• THE TASK: Transcribe each of the entries below word for word, leaving out the pictures.

• THE INPUT:

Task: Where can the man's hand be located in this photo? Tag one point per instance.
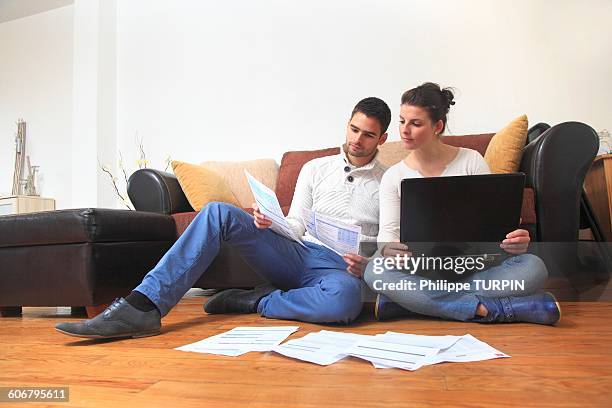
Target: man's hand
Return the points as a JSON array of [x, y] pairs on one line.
[[260, 220], [516, 242], [356, 264], [395, 248]]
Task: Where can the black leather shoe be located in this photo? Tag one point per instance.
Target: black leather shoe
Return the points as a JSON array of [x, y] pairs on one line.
[[118, 320], [237, 300]]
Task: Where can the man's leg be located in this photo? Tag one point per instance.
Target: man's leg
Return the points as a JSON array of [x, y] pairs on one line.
[[327, 294], [275, 257]]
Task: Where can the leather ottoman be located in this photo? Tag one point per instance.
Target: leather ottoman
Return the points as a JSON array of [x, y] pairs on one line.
[[82, 257]]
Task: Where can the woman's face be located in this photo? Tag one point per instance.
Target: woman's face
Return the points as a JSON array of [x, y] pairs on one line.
[[416, 128]]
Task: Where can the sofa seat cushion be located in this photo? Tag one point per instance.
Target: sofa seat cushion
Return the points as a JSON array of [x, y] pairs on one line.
[[478, 142], [85, 225], [264, 170]]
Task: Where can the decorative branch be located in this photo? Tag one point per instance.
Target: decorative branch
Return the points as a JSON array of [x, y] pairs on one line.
[[114, 181]]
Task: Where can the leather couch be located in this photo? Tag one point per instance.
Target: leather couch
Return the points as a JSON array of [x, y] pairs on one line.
[[87, 257]]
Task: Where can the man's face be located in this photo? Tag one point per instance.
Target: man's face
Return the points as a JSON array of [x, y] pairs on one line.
[[363, 135]]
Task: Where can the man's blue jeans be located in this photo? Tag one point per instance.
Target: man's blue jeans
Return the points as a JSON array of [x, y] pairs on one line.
[[317, 286], [462, 305]]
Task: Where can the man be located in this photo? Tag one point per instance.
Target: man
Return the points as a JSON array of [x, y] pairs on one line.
[[315, 283]]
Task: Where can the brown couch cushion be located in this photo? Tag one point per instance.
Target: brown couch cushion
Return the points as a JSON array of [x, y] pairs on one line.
[[182, 220], [290, 167]]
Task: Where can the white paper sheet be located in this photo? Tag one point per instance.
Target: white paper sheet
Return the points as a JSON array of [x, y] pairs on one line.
[[468, 348], [464, 348], [337, 235], [270, 207], [387, 352], [323, 348], [241, 340]]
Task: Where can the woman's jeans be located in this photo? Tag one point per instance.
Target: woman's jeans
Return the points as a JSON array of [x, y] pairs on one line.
[[316, 286]]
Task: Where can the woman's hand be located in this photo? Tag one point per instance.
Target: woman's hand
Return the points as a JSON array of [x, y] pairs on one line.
[[395, 248], [260, 220], [516, 242], [356, 264]]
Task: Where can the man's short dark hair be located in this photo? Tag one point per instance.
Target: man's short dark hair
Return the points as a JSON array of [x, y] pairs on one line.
[[376, 108]]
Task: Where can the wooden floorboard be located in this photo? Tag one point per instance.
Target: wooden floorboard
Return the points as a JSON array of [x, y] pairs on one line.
[[566, 365]]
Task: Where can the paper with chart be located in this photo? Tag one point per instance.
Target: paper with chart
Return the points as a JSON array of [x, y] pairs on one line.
[[464, 348], [241, 340], [270, 207], [339, 236], [323, 348]]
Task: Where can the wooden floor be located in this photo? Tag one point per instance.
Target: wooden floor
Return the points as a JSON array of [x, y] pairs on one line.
[[567, 365]]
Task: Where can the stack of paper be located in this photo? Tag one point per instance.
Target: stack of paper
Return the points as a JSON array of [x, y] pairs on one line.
[[389, 350], [241, 340], [324, 347], [433, 350]]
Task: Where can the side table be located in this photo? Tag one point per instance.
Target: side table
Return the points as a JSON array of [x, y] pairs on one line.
[[598, 187], [21, 204]]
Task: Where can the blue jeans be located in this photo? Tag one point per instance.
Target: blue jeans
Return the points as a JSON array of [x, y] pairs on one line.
[[318, 287], [440, 302]]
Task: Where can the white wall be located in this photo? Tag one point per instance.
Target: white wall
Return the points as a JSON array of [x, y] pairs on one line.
[[240, 79], [36, 85]]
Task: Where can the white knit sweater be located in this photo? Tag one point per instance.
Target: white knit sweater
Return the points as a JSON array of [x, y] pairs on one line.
[[332, 186]]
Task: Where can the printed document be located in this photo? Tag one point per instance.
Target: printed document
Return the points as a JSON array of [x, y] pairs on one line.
[[270, 207], [241, 340], [339, 236]]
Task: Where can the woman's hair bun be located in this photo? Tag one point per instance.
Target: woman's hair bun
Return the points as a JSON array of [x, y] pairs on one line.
[[448, 95]]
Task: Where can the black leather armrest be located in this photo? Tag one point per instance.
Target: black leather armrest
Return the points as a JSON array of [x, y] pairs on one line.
[[157, 191], [556, 163]]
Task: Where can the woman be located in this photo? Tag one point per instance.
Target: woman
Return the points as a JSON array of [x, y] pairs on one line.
[[423, 117]]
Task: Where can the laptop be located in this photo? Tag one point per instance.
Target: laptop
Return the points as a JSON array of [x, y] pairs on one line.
[[460, 215]]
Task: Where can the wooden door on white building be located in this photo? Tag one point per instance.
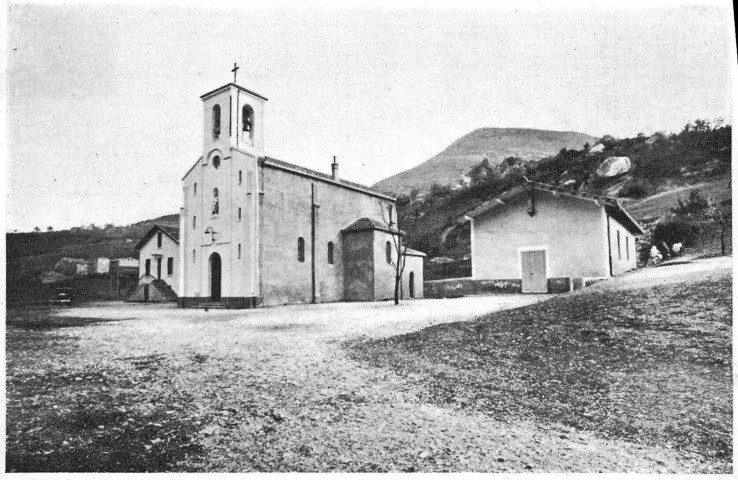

• REPLY TO THE TASK:
Task: Where can the man's hand be located in this photo? Tag one point per instance.
Target: man's hand
Return the points as a JSON array of [x, y] pairs on one line.
[[260, 220], [516, 242], [356, 264], [395, 248]]
Task: Where can the black leather shoe be located in this photo? Tag one point per instance.
Target: black leather shoe
Return the points as a JSON array of [x, y] pairs on one line.
[[118, 320], [237, 300]]
Task: Where can the man's leg be located in this photo? Tag one point per instance.
Target: man's leg
Return the points as a JSON array of [x, y] pairs on one line.
[[327, 294], [275, 257]]
Task: Where can the leather ottoman be located in this photo? Tag one point per instance.
Target: leather ottoman
Return the points as a JSON array of [x, y] pairs on one line.
[[82, 257]]
Task: Where can the woman's face be located in this photo? Tag one point per instance.
Target: woman's face
Return the points as a JSON array of [x, y] pairs on one line.
[[416, 128]]
Task: Where can the sofa seat cushion be located in this photo? Tag one point per instance.
Target: sofa seat cushion
Return the points as a JSON array of [x, y] pairs on one line.
[[478, 142], [85, 225], [264, 170]]
Task: Where can the decorative branch be located in this photo? Tag one point per instance.
Target: decorative branch
Return the points as a JSON array of [x, y] pairs on one line.
[[114, 181]]
Task: Where can the leather couch be located in this photo? Tag one point per instance.
Target: leather couch
Return the points as a JSON array of [x, y] pairs on one line.
[[87, 257]]
Task: Where can the man's face be located in this photo? Tag one point per instance.
Target: man's face
Return the points as a JSON array of [x, y] pairs on one line.
[[363, 135]]
Task: Where can the man's blue jeans be located in this photo? Tag one point per instance.
Target: man's blue jeans
Return the points as a JSON array of [x, y] pairs on one line.
[[317, 286], [462, 305]]
Task: Where can the man be located in this photo? Tag one point per instance.
Target: man
Return the points as a JSON array of [x, y] pairs on one line.
[[315, 283]]
Task: Where can the brown couch cushion be located in this photo? Tag one point per instance.
Target: brown couch cushion
Return the points as a JSON array of [x, y] pairs on one line.
[[182, 220], [290, 167]]
Task: Where can the white paper sheet be located in this photo? Tag one point per instance.
Target: white paper sheet
Return the points as a JSON array of [x, y] pairs on one line.
[[468, 348], [464, 348], [337, 235], [270, 207], [387, 352], [323, 348], [241, 340]]
Task: Where can the woman's jeans be located in this photo? Tag one point per instance.
Target: woman's jeans
Return the points as a JSON array of [x, y] pairs on one line.
[[316, 286]]
Task: Where can the woman's hand be located in this photo? Tag one point per instance.
Target: woman's hand
Return the points as a JSON array of [x, y] pairs on one line.
[[395, 248], [260, 220], [516, 242], [356, 264]]
Task: Where can the man's short dark hair be located in this photo? Tag one point per instance.
Target: man's short dark hair
Return the points as a JSON array of [x, y] pairs on one line.
[[376, 108]]
Task: Where can the wooden floorboard be located in this photo? Tag one point per instance.
Target: wooden floorboard
Return the points as a JSON array of [x, y] pairs on one line.
[[566, 365]]
Task: Where can the paper with chart be located in this photo? Tag one point per instance.
Target: paper with chart
Return the points as a JSON array of [x, y] pairs on one line.
[[464, 348], [241, 340], [270, 207], [339, 236], [323, 348]]
Task: Where can the wooden floor be located in this photo? Tag one point per instance.
Target: wooden floor
Return the points as a JSON array of [x, y] pairs on one line.
[[567, 365]]
Task: Where can the stack of paper be located in this photo? Tag one point per instance.
Target: stack of paper
Return the points as a JSON array of [x, y] pairs on one line.
[[389, 350], [241, 340], [324, 347], [433, 350]]
Task: Where can the side table be located in this photo? Tag one point per instance.
Target: side table
Return the points as a JSON array of [x, y] pairs on one line.
[[598, 187], [21, 204]]
Task: Where can the blue jeans be located in this photo? Tag one point per instance.
Target: blue jeans
Return the points as a JSON array of [x, y] pairs on one line.
[[318, 287], [440, 302]]
Task: Where can the white wall be located in this photo? Tag one point per instance.
Target: white wall
Return the points as a JSON array of [x, y] pairs on one line.
[[240, 79], [36, 85]]
Task: Where can the white knit sweater be located in this photo? Tag one point per instance.
Target: white knit sweater
Return the points as a JSON array of [x, y] pairs on one line.
[[332, 186]]
Task: Where can the printed document be located in this photo? Tag one point per instance.
Target: printed document
Return the points as a JSON array of [x, y] pairs on one line.
[[270, 207], [241, 340], [339, 236]]
Task: Where can the woman's hair bun be located in this photo? Tag one point per instance.
Target: woman's hair bun
Return the points as a JSON array of [x, y] pairs on one line.
[[448, 95]]
Task: Where can the black leather armrest be located in this photo? Tag one point per instance.
Target: black leather armrest
Return the points as a JSON array of [x, y] pairs on one line.
[[157, 191], [556, 163]]
Task: Where can the woman be located in this photo? Tag one point per instance.
Target: woman
Return the points as a JSON array of [x, y] pairs on one line.
[[423, 117]]
Task: Where can the laptop be located in this photo? Tag one point per instance.
Target: laptop
Return the points as a JSON array of [x, y] pairs on one line.
[[460, 215]]
Task: Where can the wooden door on white building be located in this photo? Tag one point per instance.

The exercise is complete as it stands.